Your job with the data below: print everything from the line that holds "x=525, y=527" down to the line that holds "x=132, y=468", ends included, exactly, and nothing else.
□ □ □
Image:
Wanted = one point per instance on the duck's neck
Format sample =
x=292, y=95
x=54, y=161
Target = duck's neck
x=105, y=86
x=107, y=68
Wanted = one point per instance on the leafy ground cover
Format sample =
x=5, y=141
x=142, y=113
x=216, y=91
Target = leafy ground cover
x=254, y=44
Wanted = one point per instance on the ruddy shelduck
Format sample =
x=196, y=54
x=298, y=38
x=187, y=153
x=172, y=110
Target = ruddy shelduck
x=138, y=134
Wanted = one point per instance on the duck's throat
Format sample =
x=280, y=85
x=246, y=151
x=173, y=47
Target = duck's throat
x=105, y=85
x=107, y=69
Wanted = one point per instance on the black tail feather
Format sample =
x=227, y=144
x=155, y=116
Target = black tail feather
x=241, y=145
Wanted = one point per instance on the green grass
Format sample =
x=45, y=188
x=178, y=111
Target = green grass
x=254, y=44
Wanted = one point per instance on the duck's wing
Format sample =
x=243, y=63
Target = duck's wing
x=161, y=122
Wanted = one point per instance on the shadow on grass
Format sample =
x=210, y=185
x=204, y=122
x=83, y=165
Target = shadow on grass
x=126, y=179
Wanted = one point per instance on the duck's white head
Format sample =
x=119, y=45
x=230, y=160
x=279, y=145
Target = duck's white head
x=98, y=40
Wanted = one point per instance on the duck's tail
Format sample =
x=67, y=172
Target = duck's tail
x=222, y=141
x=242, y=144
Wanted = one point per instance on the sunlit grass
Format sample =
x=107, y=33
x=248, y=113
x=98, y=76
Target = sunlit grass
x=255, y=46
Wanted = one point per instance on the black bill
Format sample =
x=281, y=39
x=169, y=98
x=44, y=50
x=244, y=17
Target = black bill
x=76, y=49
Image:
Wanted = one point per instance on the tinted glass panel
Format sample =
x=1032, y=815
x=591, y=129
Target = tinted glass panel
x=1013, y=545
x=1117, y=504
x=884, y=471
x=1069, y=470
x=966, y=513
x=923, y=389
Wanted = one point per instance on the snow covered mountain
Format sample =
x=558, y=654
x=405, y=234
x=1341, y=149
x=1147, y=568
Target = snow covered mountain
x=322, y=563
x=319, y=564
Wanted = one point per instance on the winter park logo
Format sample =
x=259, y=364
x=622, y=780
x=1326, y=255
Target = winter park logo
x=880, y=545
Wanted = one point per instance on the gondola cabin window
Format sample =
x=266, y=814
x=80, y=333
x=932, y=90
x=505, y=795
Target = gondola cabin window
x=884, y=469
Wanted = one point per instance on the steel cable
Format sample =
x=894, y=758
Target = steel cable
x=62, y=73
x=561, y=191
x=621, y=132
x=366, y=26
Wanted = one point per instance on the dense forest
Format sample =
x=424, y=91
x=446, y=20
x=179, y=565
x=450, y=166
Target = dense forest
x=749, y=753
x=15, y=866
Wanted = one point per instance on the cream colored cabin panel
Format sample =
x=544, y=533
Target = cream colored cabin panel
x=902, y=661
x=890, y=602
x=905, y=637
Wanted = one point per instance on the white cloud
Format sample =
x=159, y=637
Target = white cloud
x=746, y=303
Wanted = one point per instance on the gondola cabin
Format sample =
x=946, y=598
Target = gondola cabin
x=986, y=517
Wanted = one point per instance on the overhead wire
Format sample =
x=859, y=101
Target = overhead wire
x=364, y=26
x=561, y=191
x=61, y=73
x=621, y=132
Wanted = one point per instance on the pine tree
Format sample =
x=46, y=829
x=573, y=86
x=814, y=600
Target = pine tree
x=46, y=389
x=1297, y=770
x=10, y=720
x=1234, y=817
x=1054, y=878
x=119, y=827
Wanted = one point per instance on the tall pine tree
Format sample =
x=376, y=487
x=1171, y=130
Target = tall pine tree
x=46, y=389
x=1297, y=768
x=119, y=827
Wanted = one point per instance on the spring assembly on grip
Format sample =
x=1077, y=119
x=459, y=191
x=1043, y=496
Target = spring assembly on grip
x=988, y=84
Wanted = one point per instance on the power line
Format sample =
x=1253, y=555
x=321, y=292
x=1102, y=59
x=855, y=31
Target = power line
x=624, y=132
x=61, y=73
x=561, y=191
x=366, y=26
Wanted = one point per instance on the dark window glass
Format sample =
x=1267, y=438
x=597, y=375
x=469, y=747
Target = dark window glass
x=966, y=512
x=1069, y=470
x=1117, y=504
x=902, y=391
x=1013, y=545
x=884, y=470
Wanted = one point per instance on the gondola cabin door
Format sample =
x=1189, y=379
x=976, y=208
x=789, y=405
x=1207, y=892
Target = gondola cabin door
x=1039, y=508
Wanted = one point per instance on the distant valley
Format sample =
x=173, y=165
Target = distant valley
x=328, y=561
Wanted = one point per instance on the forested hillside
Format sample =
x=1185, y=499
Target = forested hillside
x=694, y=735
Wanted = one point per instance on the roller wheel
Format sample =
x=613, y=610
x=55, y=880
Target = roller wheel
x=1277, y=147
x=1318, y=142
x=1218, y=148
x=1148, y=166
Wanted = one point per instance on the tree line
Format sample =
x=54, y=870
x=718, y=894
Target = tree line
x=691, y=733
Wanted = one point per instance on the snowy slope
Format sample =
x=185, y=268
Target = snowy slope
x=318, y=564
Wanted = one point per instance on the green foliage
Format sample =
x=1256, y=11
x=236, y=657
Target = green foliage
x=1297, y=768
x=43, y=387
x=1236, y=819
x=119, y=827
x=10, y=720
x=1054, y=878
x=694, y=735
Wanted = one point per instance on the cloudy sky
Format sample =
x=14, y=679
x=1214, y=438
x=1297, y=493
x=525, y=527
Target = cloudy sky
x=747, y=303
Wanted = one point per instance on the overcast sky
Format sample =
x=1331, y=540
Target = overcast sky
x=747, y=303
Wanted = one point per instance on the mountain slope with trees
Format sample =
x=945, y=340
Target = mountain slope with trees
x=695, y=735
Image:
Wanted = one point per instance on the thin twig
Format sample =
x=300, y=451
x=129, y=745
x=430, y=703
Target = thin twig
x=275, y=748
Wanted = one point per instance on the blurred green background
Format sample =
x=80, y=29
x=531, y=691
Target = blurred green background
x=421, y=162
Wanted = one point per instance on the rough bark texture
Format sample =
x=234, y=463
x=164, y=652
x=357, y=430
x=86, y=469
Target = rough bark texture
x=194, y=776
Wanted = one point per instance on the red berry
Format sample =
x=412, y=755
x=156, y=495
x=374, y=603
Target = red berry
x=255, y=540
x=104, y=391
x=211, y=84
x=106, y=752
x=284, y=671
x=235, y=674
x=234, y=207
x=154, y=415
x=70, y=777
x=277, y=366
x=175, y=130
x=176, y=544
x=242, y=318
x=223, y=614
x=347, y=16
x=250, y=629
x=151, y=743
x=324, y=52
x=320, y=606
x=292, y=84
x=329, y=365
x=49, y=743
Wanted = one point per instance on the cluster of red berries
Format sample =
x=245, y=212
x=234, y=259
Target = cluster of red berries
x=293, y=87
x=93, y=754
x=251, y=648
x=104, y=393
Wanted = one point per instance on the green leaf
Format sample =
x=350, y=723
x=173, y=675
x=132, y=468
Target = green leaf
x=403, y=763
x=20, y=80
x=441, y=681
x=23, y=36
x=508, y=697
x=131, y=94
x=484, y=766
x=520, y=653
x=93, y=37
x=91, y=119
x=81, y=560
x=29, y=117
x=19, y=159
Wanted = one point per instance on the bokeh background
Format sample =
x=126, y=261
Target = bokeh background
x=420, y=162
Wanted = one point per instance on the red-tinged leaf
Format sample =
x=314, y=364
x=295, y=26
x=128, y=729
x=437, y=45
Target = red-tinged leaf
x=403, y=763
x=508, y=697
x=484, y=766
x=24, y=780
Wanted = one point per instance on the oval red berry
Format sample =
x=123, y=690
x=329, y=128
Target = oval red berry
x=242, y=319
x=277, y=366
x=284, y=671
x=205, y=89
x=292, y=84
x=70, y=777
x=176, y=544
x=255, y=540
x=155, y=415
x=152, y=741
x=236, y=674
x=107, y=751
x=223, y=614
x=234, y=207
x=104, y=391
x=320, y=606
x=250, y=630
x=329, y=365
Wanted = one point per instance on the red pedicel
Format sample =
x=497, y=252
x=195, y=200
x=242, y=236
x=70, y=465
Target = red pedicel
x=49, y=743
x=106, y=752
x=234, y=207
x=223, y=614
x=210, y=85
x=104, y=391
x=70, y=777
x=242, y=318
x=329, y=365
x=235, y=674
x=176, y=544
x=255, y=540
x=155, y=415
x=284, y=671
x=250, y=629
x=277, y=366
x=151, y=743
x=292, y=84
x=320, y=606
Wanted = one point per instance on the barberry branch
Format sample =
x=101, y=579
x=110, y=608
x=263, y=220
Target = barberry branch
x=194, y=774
□ □ □
REPLY
x=525, y=527
Target = cloudy sky
x=747, y=303
Wanted = one point per instance on the overcast sky
Format sample =
x=1331, y=540
Target = overcast sky
x=747, y=303
Wanted = one point per instance on the mountain slope with trees
Format sample =
x=945, y=340
Target = mountain slope with trees
x=695, y=735
Image:
Wanted = one point per instance on the thin twig
Format sample =
x=300, y=451
x=129, y=745
x=430, y=703
Target = thin twig
x=275, y=748
Wanted = one point per instance on the blurred green background
Format sample =
x=80, y=29
x=531, y=691
Target = blurred green background
x=421, y=162
Wanted = one point per instance on the rough bark texture
Format sample =
x=234, y=463
x=164, y=652
x=357, y=430
x=86, y=469
Target = rough bark texture
x=194, y=776
Wanted = one point per instance on the red berry
Format sample =
x=412, y=755
x=156, y=495
x=374, y=603
Target = red berry
x=255, y=540
x=104, y=391
x=211, y=84
x=106, y=752
x=284, y=671
x=235, y=674
x=234, y=207
x=154, y=415
x=70, y=777
x=277, y=366
x=175, y=130
x=176, y=544
x=242, y=318
x=223, y=614
x=347, y=16
x=250, y=629
x=151, y=743
x=324, y=52
x=320, y=606
x=292, y=84
x=329, y=365
x=49, y=743
Wanted = one point per instance on the cluster of red berries
Format sample =
x=245, y=212
x=234, y=259
Target = cluster of red berries
x=293, y=87
x=93, y=754
x=251, y=648
x=104, y=393
Wanted = one point per instance on the green leaf
Format sample =
x=350, y=723
x=173, y=675
x=132, y=468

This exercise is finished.